Цитируемый фрагмент.
○ ○ ○ ○

Холодный, серый, почти темный декабрьский пол­день, неброский щит у дверей художественного музея, неприметная табличка у входа в большой зал, где раз­местилась персональная выставка живописца Николая Ивановича Хальзева, — все настраивало на будничный лад, совершенно не предвещая праздника.

И вдруг — царство ярчайшего света и цвета, пир­шество и ликование сильных, горячих и сочных красок на множестве исполненных маслом пейзажей и даже на двухцветных графических листах, воссоздающих не толь­ко все времена года, но, кажется, и все время суток. От едва зарождающегося рассвета — трепетного пробужде­ния дня и солнца, посылающего первые приветственные лучи земле и людям, — до поздних сумерек, опускаю­щихся на отходящую на отдых землю.

Хотя людей, кроме как на одной картине, открывав­шей экспозицию, разговор о которой впереди, и особый, на полотнах Хальзева почти нет. Но их вторжение в природу и присутствие на тех просторах Волги, Жигу­лей или Крыма, что попали в поле зрения, художника, несомненны и очевидны. Будучи по натуре человеком, я бы сказал, лирико-оптимистического настроя, он и в творчестве своем верует в то, что людям не изменит здравый смысл, наконец, в них возобладает чувство са­мосохранения и они никогда не перейдут опасную черту в своем, с каждым новым столетием все более нерав­ноправном диалоге с природой. Что они одумаются и не разрушат ее живительную силу и красоту.

Собственно, почти все картины Николая Ивановича и воспевают, и славят «окружающую среду». И, кажется, уже в этом звучит серьезное предостережение. Но, пре­достерегая нас публицистически остро и страстно, худож­ник в то же время не изменяет своему оптимистическо­му мировосприятию и неизменно реалистической и ли­рической манере письма. У него даже глубокая мрачная пропускная камера на картине «Шлюз», на дне которой как-то опасливо дожидается подъема небольшой с бе­лыми палубными надстройками танкер, полна светлой надежды на то, что свобода и простор впереди. Л с ни­ми и осознание невозможности и опасности дальнейшего вторжения в естественное течение «реки-жизни». Иначе никогда не раскроются крепостные ворота шлюза, не раздвинется та манящая тоненькая пока полоска неба над ними. И никогда не залетят в это сырое ущелье снежно-белые чайки. Кстати, как мне показалось, поя­вившиеся здесь скорее по воле художника, чем «по жизни».

В этой работе и в наиболее удавшихся Хальзеву пейзажах — «Жигулевские Ворота», «Зимние березы в Жигулях», «Бахилова поляна», «Осень в Жигулях», «Теплая зима» и других его полотнах волжского цикла (свыше ста картин) — ученые-искусствоведы, вероятно, найдут погрешности композиционно-образного решения и, стиля. Но самому Николаю Ивановичу они дороги тем, что при их создании, все больше в излюбленном ракурсе вида сверху, ему удалось, как он мне сказал, овладеть хотя бы некоторыми, вечно ускользающими секретами живописной техники маслом. И ещё – наиболее ясно и эмоционально выразить свое оптимисти­ческое мироощущение, свою любовь к родной земле.

○ ○ ○ ○

Блок данных.
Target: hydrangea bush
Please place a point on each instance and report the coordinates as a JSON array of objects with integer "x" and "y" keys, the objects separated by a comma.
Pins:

○ ○ ○ ○

Задания.
a - Перечислите все названия картин Хальзева, которые упомянуты в тексте о его выставке.
b - Пожалуйста, напишите продолжение текста о выставке Хальзева, начиная сразу после его последнего предложения.

Ответы к заданиям.
a - «Шлюз», «Жигулевские Ворота», «Зимние березы в Жигулях», «Бахилова поляна», «Осень в Жигулях», «Теплая зима».

b -
Восхождение на эти свои личные «живописные вер­шины» далось художнику, пробовавшему себя в раз­ных манерах и техниках письма, очень и очень нелегко. Не говоря уже о том, что он шел к ним всю жизнь.

Его раннее детство прошло в деревне Сухая Вязовка, где он родился в 1923 году. Спасение от голода, на ступившего девять лет спустя, пришло от старшего брата Ивана, работавшего в Самаре на мельнице и за­бравшего к себе опухавших родителей и таявшего на глазах Кольку…

Сначала ютились в холодном бараке, потом не­сколько лет маялись в сыром подвале на прибрежной улице Обороны. Но зато остались живы! Да еще Вол­га — вот она, рядом, всего в двух шагах! С теплыми, ласковыми песчаными отмелями и перекатами летом, прохладными озерами и лесами на той стороне и Жигу­левскими горами на близком горизонте.

И сколько пройдет трудных лет, сколько воды уте­чет в Волге, прежде чем Николай Хальзев поднимется на их вершины с красками и выразит на холстах свое восхищение красотой Жигулей и величавой русской ре­ки. Ведь едва ли не лучшую свою картину «Жигулев­ские Ворота» — огромный, неохватный взглядом, свет­лый простор Волги, гор и неба — он напишет лишь к концу 80-х годов и впервые покажет на той персональ­ной выставке, с которой и начался наш рассказ.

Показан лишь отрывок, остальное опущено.